Les principes que nous souhaitons voir appliqués sont la transparence, la lutte contre les conflits d'intérêts, la possibilité d'un appel et la protection du droit à réguler des États. Je souligne d'ailleurs que la Cour de justice des investissements, l'Investment Court System - ICS - a été accepté par le Canada et le Vietnam. À terme, l'objectif est de fonder une cour multilatérale des investissements, qui fait cruellement défaut dans la mondialisation.
À l'occasion de la fin des accords de protection des investissements intracommunautaires, la France a soutenu, dans le cadre des groupes de travail techniques du Conseil européen, un document ouvrant plusieurs pistes pour créer un mécanisme transitoire conforme aux principes de l'ICS, en vue de l'établissement d'une cour de justice des investissements au sein de l'Union européenne.
Un mécanisme spécifique est nécessaire dans des circonstances particulières, comme la défaillance de la justice d'un État membre, que la Commission identifiera très précisément. Continuer d'appliquer le droit communautaire sans créer de mécanisme spécifique serait une occasion manquée. Pour l'heure, les principes régissant l'ICS sont absents du droit communautaire aujourd'hui.
Nous appliquons donc aux accords conclus au sein de l'Union européenne les principes que nous avons voulu appliquer dans le cadre des accords multilatéraux. Il s'agit, non pas d'un arbitrage privé, mais d'un arbitrage public.
(Interventions des parlementaires)
Monsieur le Député, rassurez-vous : qu'il s'agisse du CETA, l'accord avec le Canada, ou du TAFTA, l'accord en cours de négociation avec les États-Unis, la France défend les mêmes principes et lignes rouges.

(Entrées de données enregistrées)

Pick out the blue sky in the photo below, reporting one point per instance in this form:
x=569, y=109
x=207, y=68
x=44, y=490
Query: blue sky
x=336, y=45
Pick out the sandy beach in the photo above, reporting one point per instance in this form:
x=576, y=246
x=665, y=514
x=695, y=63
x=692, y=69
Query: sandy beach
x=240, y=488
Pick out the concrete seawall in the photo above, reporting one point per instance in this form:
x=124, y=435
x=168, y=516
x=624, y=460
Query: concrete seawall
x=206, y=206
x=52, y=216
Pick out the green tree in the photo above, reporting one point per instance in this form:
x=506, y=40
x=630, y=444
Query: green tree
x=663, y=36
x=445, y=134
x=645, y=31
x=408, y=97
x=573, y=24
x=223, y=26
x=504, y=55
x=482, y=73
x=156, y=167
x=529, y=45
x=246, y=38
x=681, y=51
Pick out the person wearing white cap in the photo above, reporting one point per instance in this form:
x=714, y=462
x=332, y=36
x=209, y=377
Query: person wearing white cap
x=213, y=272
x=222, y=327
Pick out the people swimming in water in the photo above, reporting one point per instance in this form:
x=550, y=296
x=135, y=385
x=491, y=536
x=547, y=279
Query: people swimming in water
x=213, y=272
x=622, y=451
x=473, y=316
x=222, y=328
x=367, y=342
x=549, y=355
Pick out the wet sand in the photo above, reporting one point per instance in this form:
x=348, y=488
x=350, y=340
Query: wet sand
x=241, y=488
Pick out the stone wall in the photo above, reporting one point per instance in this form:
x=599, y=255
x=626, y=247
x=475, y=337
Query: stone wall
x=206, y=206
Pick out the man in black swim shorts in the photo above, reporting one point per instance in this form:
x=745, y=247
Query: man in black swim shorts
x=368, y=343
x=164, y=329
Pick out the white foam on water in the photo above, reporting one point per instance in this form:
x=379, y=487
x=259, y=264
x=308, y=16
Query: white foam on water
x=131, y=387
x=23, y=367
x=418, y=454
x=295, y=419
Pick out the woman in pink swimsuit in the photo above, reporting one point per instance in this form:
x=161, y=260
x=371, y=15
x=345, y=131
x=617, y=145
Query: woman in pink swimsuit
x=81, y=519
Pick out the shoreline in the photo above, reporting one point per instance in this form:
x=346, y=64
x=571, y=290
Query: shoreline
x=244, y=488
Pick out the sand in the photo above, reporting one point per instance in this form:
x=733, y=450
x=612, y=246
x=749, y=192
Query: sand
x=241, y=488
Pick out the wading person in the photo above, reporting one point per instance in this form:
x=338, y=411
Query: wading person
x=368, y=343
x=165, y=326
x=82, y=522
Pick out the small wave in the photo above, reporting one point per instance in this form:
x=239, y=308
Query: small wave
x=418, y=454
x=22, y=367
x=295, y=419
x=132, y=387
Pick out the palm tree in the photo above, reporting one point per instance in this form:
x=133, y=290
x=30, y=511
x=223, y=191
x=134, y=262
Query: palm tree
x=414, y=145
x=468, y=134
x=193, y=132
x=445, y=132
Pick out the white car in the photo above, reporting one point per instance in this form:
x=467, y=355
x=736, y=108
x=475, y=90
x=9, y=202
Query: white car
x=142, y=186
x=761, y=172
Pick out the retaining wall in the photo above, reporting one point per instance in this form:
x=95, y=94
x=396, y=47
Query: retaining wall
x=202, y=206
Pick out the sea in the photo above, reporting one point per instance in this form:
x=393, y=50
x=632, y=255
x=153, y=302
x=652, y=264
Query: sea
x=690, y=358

_Consigne_. Modifiez l'extrait sur la cour des investissements : recopiez le passage situé entre « Nous appliquons donc » et « et lignes rouges. », bornes incluses, en remplaçant « lignes rouges » par « limites intangibles ». Ces entrées proviennent d'une source distincte.

_Réponse ci-dessous_.
Nous appliquons donc aux accords conclus au sein de l'Union européenne les principes que nous avons voulu appliquer dans le cadre des accords multilatéraux. Il s'agit, non pas d'un arbitrage privé, mais d'un arbitrage public.
(Interventions des parlementaires)
Monsieur le Député, rassurez-vous : qu'il s'agisse du CETA, l'accord avec le Canada, ou du TAFTA, l'accord en cours de négociation avec les États-Unis, la France défend les mêmes principes et limites intangibles.